Return all the data below as it stands, minus the pictures.

— begin DATA FOR THE TASK —

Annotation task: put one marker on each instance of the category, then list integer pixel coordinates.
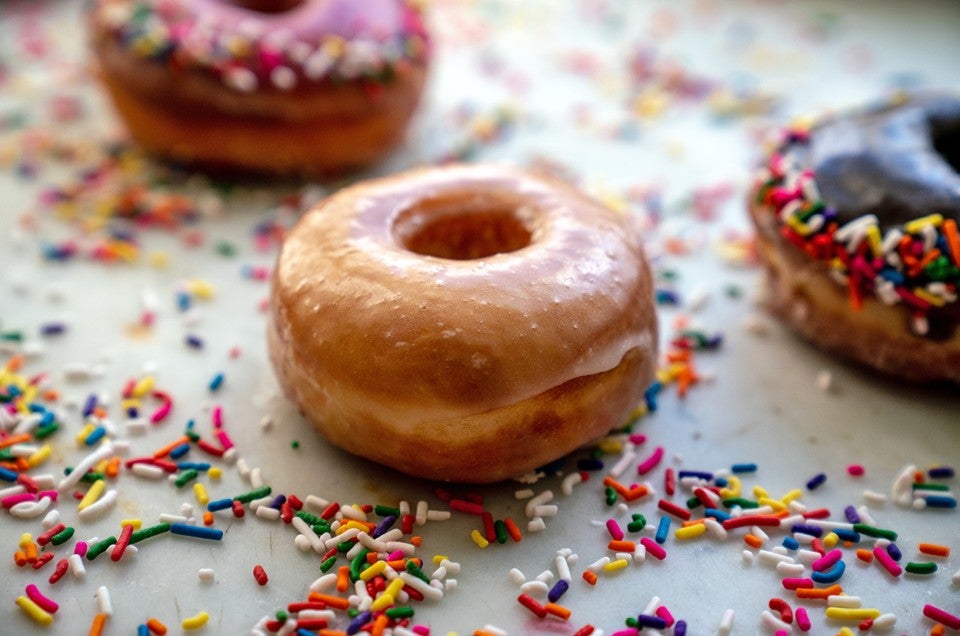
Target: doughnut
(463, 323)
(856, 217)
(275, 87)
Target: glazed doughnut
(304, 87)
(463, 323)
(856, 220)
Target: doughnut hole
(455, 231)
(947, 144)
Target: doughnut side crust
(801, 292)
(467, 370)
(320, 129)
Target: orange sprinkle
(934, 549)
(163, 452)
(336, 602)
(96, 628)
(343, 578)
(557, 610)
(622, 546)
(953, 240)
(820, 593)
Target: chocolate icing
(897, 161)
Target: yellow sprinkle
(610, 446)
(933, 299)
(478, 539)
(773, 503)
(613, 566)
(353, 523)
(830, 539)
(143, 386)
(41, 455)
(874, 241)
(377, 567)
(96, 489)
(852, 613)
(34, 611)
(793, 495)
(691, 531)
(195, 622)
(84, 432)
(382, 602)
(916, 225)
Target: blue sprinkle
(197, 532)
(180, 450)
(894, 551)
(816, 481)
(558, 590)
(662, 529)
(830, 576)
(219, 504)
(216, 382)
(790, 543)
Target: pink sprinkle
(887, 561)
(650, 463)
(827, 561)
(616, 532)
(941, 616)
(653, 548)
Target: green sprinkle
(926, 567)
(414, 569)
(150, 531)
(185, 478)
(99, 548)
(877, 533)
(741, 502)
(500, 528)
(404, 611)
(386, 511)
(358, 565)
(639, 523)
(259, 493)
(610, 495)
(62, 537)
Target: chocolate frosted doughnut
(857, 225)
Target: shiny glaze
(885, 160)
(459, 337)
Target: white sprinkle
(103, 600)
(726, 622)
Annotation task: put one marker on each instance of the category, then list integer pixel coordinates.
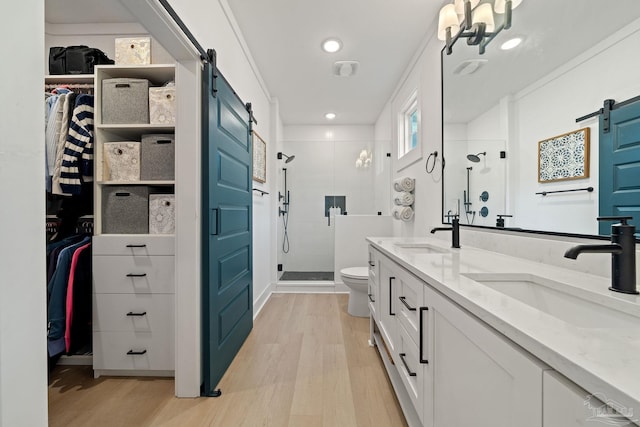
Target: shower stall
(317, 181)
(475, 180)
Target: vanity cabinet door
(568, 405)
(480, 378)
(387, 308)
(373, 283)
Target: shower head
(475, 158)
(289, 158)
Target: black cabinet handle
(403, 300)
(422, 310)
(391, 313)
(131, 313)
(404, 362)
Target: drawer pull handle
(404, 301)
(391, 313)
(131, 313)
(420, 333)
(404, 362)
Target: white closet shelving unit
(134, 274)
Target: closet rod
(69, 85)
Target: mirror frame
(484, 227)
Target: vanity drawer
(133, 245)
(410, 297)
(133, 351)
(133, 313)
(133, 274)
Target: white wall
(324, 166)
(23, 353)
(425, 71)
(351, 248)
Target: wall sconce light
(467, 19)
(364, 159)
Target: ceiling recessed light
(511, 43)
(331, 45)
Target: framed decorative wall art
(564, 157)
(259, 158)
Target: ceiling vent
(345, 68)
(469, 67)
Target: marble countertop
(600, 359)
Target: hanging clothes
(57, 291)
(77, 160)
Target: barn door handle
(213, 223)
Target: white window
(409, 129)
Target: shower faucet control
(455, 231)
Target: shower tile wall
(322, 167)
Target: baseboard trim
(310, 286)
(259, 303)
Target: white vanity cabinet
(568, 405)
(373, 284)
(387, 303)
(481, 379)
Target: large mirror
(499, 106)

— end DATA FOR THE TASK —

RESULT OF THIS EXERCISE.
Annotation task: put one marker on each instance of the category, then list integer pixel coordinates.
Target: doughnut
(463, 323)
(856, 217)
(275, 87)
Target: glazed doughnut
(304, 87)
(463, 323)
(856, 220)
Target: doughnut hole
(455, 231)
(947, 144)
Target: doughnut side crust
(801, 292)
(467, 370)
(320, 129)
Target: orange sprinkle
(934, 549)
(163, 452)
(336, 602)
(96, 628)
(343, 578)
(557, 610)
(622, 546)
(953, 240)
(820, 593)
Target: chocolate icing
(897, 161)
Target: yellow sprinkle
(610, 446)
(933, 299)
(478, 539)
(773, 503)
(613, 566)
(353, 523)
(830, 539)
(143, 386)
(41, 455)
(874, 241)
(377, 567)
(96, 489)
(852, 613)
(34, 611)
(793, 495)
(691, 531)
(195, 622)
(84, 432)
(382, 602)
(916, 225)
Target: blue sprinkle
(197, 532)
(180, 450)
(894, 551)
(816, 481)
(558, 590)
(662, 529)
(830, 576)
(219, 504)
(216, 382)
(790, 543)
Target: pink sprinkle
(887, 561)
(650, 463)
(827, 561)
(616, 532)
(941, 616)
(653, 548)
Target: green sprinkle
(926, 567)
(414, 569)
(150, 531)
(185, 478)
(99, 548)
(877, 533)
(741, 502)
(500, 528)
(404, 611)
(386, 511)
(358, 565)
(639, 523)
(259, 493)
(610, 495)
(62, 537)
Target: chocolate frosted doughnut
(857, 225)
Target: shiny glaze
(885, 160)
(459, 337)
Target: white sprinkle
(103, 600)
(726, 622)
Annotation task: put one marker on each instance of the category, then list integer pixel coordinates.
Target: shower stall
(317, 181)
(475, 180)
Target: vanity cabinet door
(568, 405)
(480, 378)
(387, 308)
(373, 283)
Target: shower head
(475, 158)
(289, 158)
Target: black cabinet handle
(403, 300)
(422, 310)
(391, 313)
(131, 313)
(404, 362)
Target: drawer pull handle
(404, 301)
(391, 313)
(131, 313)
(420, 333)
(404, 362)
Target: white closet shelving unit
(134, 274)
Target: closet rod
(69, 85)
Target: mirror frame
(484, 227)
Target: vanity drawer
(133, 245)
(410, 297)
(133, 351)
(133, 313)
(133, 274)
Target: white wall
(324, 166)
(23, 353)
(425, 71)
(351, 248)
Target: wall sconce light
(467, 19)
(364, 159)
Target: ceiling recessed light
(511, 43)
(331, 45)
Target: framed decorative wall art
(564, 157)
(259, 158)
Target: ceiling vent
(345, 68)
(469, 67)
Target: marble countertop
(600, 359)
Target: hanging clothes
(57, 291)
(77, 160)
Target: barn door handle
(213, 223)
Target: white window
(409, 129)
Target: shower faucet control
(455, 231)
Target: shower tile wall
(322, 167)
Target: baseboard trim
(310, 286)
(259, 303)
Target: white vanity cabinet
(568, 405)
(373, 284)
(387, 303)
(481, 379)
Target: large mirror
(499, 106)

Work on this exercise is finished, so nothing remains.